[Saved entries]
________________
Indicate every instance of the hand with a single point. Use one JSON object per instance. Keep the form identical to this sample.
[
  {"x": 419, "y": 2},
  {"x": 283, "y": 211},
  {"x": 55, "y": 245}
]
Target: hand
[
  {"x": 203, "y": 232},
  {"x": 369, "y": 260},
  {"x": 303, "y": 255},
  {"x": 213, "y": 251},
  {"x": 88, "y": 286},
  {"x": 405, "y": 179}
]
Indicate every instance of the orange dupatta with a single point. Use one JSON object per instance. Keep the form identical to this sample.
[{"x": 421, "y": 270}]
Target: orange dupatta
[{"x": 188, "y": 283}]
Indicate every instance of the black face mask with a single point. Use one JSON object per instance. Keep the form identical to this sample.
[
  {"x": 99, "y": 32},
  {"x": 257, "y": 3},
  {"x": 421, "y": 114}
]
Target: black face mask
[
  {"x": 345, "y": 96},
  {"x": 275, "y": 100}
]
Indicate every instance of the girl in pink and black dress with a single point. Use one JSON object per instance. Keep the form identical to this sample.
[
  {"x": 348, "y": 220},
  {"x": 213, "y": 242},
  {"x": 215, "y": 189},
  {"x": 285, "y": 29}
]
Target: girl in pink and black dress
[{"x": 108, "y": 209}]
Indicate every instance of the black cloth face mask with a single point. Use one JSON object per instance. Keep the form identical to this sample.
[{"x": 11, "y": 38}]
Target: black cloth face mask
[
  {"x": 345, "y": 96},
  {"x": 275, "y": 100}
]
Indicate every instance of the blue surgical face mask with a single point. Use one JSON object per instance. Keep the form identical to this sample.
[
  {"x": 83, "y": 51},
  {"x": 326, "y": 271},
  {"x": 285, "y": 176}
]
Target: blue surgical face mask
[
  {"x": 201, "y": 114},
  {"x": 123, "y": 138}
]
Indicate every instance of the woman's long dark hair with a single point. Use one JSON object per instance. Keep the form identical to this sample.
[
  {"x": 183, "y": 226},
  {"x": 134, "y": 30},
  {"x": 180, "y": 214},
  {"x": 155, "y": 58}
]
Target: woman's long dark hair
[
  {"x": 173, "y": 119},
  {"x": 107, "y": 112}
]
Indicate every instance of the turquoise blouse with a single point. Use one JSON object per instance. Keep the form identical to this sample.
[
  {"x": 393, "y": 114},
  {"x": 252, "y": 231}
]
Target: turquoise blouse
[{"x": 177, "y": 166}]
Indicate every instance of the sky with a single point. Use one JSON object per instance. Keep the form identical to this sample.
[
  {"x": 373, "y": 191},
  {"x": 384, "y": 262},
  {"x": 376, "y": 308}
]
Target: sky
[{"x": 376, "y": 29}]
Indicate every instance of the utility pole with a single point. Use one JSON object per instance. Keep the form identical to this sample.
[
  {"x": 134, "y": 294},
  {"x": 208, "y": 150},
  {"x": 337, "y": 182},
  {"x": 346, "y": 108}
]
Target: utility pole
________________
Reproduce all of the items above line for line, with nothing altered.

- [Result]
Indicate every instance of the hand with a single point. Use one JSON object per instance. Keep the form identical to this sample.
[
  {"x": 419, "y": 2},
  {"x": 283, "y": 211},
  {"x": 55, "y": 245}
]
Target: hand
[
  {"x": 203, "y": 232},
  {"x": 369, "y": 260},
  {"x": 303, "y": 255},
  {"x": 213, "y": 251},
  {"x": 88, "y": 286},
  {"x": 405, "y": 179}
]
Indicate every instance of the orange dupatta with a single point. Use one JSON object per instance. Keep the form identical to this sample.
[{"x": 421, "y": 270}]
Target: orange dupatta
[{"x": 188, "y": 283}]
Indicate every instance of the black face mask with a single point. Use one JSON object per instance. Keep the form identical to this sample.
[
  {"x": 99, "y": 32},
  {"x": 257, "y": 3},
  {"x": 421, "y": 114}
]
Target: black face mask
[
  {"x": 345, "y": 96},
  {"x": 275, "y": 100}
]
Indicate every instance of the girl in pink and black dress with a single point. Use one JSON object per instance. Keep the form identical to this sample.
[
  {"x": 348, "y": 220},
  {"x": 213, "y": 242},
  {"x": 215, "y": 189},
  {"x": 285, "y": 29}
]
Target: girl in pink and black dress
[{"x": 108, "y": 209}]
Indicate every instance of the black cloth face mask with a single point. Use one JSON object per instance. Keep the form identical to this sample.
[{"x": 11, "y": 38}]
Target: black cloth face mask
[
  {"x": 345, "y": 96},
  {"x": 275, "y": 100}
]
Indicate every instance of the blue surgical face mask with a single point. Use one JSON object per instance. Keep the form identical to this sample.
[
  {"x": 83, "y": 51},
  {"x": 326, "y": 271},
  {"x": 285, "y": 176}
]
Target: blue surgical face mask
[
  {"x": 201, "y": 114},
  {"x": 123, "y": 138}
]
Indicate every instance of the woman's long dark hair with a single point. Use one JSON object per instance. Keep the form identical to this sample.
[
  {"x": 183, "y": 226},
  {"x": 134, "y": 30},
  {"x": 180, "y": 214},
  {"x": 155, "y": 58}
]
Target: woman's long dark hair
[
  {"x": 173, "y": 119},
  {"x": 107, "y": 112}
]
Indicate every instance of the turquoise blouse with a single point. Use one JSON object per instance. Keep the form identical to this sample.
[
  {"x": 393, "y": 114},
  {"x": 252, "y": 231}
]
Target: turquoise blouse
[{"x": 177, "y": 166}]
Indicate every instance of the sky with a single point. Use one JSON object per instance. Keep the form identical to this sample.
[
  {"x": 373, "y": 191},
  {"x": 384, "y": 262},
  {"x": 376, "y": 308}
]
Target: sky
[{"x": 376, "y": 29}]
Indicate every instance of the utility pole with a single point. Use one JSON object per instance. Keep the form identical to this sample.
[
  {"x": 134, "y": 294},
  {"x": 208, "y": 150},
  {"x": 337, "y": 182},
  {"x": 346, "y": 108}
]
Target: utility pole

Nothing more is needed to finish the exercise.